Texte fourni:
Volée de bois vert
Silvain Vanot Sur des arbres (1995, Labels)
Au milieu des années 1990, aux côtés de Dominique A et de Miossec, le Rouennais Silvain Vanot représentait à nos yeux comme le troisième sommet d’une sorte de triangle d’or du rock français. Sur un premier album remarquable et remarqué – dont il fut d’ailleurs question dans ces pages – , le bonhomme s’employait avec ardeur à frotter un folk-rock directement puisé à la source des grands fleuves américains (Neil Young en tête) à des textes puisant à la tradition littéraire française classique. Silvain Vanot célébrait sous un ciel charbonneux la rencontre entre la Pléiade et l’Americana, le temps d’un disque âpre et tendu qui nous montrait – à peine sortis de l’adolescence – que le rock d’ici pouvait exister en français.
J’ai mis le feu au petit bois / Mais pas pour avoir moins froid / J’ai mis le feu au petit bois / Pour mieux voir jusque chez toi
Petit bois
Deux ans après son premier album éponyme, Silvan Vanot revenait donc deux ans plus tard avec ce Sur des arbres. Pour filer, comme le titre nous y invite, la métaphore sylvestre, on pourra dire que Vanot foule ici peu ou prou les mêmes sentiers boisés que ceux déjà parcourus. Les chansons oscillent ainsi toujours entre déflagrations électriques et faux-plats acoustiques, entre clairières de quiétude bordées d’épines et violents coups de tabac soufflant fort dans les branchages. L’inspiration anglo-saxonne (et principalement nord-américaine) demeure prégnante mais continue de se mêler à la sensibilité lettrée du bonhomme, comme le démontre notamment sa mise en musique du poème de Charles Cros, Bonne fortune. S’il ne révolutionne pas son petit palais personnel, Silvain Vanot s’emploie cependant à assouplir davantage une expression parfois corsetée par trop de rigidité. Il n’est pas encore l’heure d’ouvrir grand portes et fenêtres mais quelques courants d’air bienvenus viennent faire frissonner les meilleurs morceaux du lot. Ce désir d’ouverture se traduit aussi par l’accueil de nouveaux partenaires de jeu chargés d’apporter leur touche au tableau agencé par le maître de maison. On retrouve ainsi ici des gens aussi respectables que Vincent Segal, Marc Ribot, Nikki Sudden ou Dominique A himself qui vient accompagner Vanot le temps d’une superbe reprise de Marc Bolan.

Extraits de données:
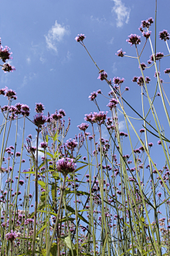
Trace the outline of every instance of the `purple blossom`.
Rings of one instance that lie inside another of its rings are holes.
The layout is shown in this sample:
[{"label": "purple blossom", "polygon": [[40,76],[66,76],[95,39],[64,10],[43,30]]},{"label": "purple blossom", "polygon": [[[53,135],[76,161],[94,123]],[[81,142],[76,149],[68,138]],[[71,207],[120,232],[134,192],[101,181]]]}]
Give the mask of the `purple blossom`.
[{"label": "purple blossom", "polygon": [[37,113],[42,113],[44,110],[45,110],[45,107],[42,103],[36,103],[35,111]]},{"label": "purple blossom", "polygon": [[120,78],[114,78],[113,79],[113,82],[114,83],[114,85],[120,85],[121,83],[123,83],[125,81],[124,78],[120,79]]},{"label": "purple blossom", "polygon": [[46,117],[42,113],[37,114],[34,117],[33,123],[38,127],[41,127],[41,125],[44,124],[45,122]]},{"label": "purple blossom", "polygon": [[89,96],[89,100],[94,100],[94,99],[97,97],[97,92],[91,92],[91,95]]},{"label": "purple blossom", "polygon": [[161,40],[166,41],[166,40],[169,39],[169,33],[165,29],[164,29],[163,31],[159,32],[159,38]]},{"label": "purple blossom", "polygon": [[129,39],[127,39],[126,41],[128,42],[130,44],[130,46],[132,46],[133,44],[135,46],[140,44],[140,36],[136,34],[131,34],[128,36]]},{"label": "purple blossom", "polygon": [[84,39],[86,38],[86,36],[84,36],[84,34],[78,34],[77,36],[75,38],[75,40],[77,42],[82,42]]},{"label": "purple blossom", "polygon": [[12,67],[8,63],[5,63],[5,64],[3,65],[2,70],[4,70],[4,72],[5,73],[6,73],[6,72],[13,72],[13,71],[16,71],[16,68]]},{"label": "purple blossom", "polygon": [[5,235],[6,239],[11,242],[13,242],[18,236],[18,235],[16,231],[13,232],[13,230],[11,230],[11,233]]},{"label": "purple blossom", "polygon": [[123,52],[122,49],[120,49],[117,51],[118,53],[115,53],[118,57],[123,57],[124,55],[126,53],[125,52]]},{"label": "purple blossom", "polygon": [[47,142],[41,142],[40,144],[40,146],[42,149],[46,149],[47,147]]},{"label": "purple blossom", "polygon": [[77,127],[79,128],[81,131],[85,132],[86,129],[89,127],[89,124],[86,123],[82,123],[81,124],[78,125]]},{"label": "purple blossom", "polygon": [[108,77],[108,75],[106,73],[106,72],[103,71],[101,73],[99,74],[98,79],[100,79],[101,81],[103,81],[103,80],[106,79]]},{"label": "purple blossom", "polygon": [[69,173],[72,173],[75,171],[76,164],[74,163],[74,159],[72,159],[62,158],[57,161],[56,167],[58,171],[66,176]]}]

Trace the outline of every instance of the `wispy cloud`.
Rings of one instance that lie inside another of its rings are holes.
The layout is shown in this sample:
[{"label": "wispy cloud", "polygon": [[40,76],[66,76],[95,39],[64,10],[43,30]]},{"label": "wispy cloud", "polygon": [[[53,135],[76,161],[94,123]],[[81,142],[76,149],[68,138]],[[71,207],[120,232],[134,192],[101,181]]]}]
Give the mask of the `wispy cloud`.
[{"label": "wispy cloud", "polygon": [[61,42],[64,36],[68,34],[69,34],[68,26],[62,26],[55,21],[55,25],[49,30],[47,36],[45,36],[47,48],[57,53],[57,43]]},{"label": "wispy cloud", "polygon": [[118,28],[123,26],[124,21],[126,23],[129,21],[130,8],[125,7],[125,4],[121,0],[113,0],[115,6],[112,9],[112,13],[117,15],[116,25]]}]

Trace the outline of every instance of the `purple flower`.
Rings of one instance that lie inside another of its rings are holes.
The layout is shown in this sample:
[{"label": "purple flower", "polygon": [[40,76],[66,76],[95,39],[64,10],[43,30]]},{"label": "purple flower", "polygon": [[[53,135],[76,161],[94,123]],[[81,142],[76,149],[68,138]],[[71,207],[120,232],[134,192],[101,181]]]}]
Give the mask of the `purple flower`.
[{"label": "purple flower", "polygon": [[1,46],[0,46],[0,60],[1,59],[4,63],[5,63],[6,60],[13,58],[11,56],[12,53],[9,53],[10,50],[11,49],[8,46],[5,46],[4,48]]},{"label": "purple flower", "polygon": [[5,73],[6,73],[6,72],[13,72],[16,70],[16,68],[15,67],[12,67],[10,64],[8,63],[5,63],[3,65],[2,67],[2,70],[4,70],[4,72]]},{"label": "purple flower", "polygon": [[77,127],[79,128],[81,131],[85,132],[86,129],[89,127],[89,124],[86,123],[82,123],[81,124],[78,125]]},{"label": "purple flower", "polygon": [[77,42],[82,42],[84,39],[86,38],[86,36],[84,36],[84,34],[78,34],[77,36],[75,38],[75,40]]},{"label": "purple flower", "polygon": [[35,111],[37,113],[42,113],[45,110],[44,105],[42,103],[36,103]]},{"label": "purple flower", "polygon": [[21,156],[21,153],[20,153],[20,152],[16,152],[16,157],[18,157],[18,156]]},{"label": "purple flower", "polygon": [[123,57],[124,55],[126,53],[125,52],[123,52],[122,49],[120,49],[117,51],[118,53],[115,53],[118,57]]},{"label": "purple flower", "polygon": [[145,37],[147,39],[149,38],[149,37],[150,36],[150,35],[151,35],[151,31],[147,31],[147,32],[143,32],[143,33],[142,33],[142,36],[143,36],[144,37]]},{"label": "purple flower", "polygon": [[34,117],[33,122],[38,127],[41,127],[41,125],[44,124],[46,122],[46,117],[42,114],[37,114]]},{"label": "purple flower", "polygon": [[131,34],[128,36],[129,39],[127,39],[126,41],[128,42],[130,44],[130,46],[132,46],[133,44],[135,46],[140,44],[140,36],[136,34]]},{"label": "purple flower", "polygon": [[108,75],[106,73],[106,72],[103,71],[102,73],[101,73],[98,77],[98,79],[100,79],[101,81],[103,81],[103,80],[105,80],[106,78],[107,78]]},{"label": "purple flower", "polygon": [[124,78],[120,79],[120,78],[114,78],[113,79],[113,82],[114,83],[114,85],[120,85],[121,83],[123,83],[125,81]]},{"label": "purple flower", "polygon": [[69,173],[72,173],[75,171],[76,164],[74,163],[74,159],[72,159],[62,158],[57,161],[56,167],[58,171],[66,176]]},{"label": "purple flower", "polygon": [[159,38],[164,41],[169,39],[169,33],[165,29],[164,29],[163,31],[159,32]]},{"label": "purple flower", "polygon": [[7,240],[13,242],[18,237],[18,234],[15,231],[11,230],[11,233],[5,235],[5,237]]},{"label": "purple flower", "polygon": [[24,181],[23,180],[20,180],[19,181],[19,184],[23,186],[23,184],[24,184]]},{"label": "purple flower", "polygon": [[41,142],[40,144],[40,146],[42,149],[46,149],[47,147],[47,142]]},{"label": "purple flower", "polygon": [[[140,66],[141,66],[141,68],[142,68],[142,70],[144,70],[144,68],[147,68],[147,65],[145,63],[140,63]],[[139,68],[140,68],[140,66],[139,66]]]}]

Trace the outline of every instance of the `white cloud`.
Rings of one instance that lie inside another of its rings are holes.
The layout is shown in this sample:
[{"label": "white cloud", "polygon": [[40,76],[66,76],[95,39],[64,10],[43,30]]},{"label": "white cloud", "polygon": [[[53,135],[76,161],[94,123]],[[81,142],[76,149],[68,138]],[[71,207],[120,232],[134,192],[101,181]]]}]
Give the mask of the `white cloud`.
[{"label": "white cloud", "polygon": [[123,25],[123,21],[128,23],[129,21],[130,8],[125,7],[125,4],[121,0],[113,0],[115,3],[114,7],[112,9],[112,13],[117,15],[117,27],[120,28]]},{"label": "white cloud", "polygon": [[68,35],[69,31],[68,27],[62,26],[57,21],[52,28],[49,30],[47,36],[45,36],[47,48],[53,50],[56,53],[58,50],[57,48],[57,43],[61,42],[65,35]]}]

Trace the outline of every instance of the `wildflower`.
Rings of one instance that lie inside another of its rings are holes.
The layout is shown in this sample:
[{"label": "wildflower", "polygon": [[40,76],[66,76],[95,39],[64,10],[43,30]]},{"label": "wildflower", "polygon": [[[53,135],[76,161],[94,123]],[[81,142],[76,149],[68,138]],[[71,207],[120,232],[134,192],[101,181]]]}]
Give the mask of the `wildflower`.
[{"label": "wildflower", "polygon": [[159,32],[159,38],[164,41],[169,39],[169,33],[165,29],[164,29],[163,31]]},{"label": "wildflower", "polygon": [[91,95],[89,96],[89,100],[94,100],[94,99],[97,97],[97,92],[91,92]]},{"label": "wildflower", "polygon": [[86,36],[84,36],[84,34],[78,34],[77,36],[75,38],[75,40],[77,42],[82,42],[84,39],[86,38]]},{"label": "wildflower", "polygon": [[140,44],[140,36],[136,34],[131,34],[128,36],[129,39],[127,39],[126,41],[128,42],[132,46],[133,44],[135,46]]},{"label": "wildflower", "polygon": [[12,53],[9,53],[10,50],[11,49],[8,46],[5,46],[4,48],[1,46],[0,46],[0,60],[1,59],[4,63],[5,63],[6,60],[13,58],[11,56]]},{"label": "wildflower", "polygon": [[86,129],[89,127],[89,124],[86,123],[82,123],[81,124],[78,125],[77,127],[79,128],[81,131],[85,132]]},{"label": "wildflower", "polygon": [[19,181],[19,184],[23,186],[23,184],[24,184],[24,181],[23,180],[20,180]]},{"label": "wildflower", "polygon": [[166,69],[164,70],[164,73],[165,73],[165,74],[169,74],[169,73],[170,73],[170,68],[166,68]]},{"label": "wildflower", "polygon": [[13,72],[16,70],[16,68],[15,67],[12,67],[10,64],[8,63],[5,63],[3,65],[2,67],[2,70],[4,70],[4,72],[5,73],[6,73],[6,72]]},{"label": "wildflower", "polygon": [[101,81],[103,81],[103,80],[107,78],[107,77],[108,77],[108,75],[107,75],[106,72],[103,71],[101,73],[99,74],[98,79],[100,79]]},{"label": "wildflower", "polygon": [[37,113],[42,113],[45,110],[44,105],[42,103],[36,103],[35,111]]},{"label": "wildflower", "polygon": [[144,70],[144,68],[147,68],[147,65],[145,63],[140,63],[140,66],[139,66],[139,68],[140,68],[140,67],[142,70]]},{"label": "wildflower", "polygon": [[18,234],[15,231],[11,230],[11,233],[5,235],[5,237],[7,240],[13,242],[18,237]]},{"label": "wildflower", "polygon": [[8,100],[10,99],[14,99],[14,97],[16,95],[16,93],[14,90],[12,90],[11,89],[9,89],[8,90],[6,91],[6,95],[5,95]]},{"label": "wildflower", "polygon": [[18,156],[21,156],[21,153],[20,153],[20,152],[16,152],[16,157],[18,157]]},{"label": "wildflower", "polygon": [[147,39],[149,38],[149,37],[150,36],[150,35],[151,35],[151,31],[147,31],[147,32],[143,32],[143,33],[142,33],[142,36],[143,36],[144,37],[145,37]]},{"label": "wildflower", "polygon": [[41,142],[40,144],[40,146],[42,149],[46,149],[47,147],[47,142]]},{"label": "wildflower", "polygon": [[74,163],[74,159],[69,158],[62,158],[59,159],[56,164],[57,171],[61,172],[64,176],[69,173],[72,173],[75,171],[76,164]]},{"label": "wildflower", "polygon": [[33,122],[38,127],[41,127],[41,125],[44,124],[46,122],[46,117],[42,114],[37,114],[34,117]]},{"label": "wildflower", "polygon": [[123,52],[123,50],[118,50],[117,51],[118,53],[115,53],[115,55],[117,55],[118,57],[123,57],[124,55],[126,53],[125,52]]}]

Consigne écrite: Pouvez-vous recopier la chronique en partant de « Au milieu des » et en allant jusqu'à « exister en français. », en substituant « blues-rock » à « folk-rock » ?

Exercice terminé:
Au milieu des années 1990, aux côtés de Dominique A et de Miossec, le Rouennais Silvain Vanot représentait à nos yeux comme le troisième sommet d’une sorte de triangle d’or du rock français. Sur un premier album remarquable et remarqué – dont il fut d’ailleurs question dans ces pages – , le bonhomme s’employait avec ardeur à frotter un blues-rock directement puisé à la source des grands fleuves américains (Neil Young en tête) à des textes puisant à la tradition littéraire française classique. Silvain Vanot célébrait sous un ciel charbonneux la rencontre entre la Pléiade et l’Americana, le temps d’un disque âpre et tendu qui nous montrait – à peine sortis de l’adolescence – que le rock d’ici pouvait exister en français.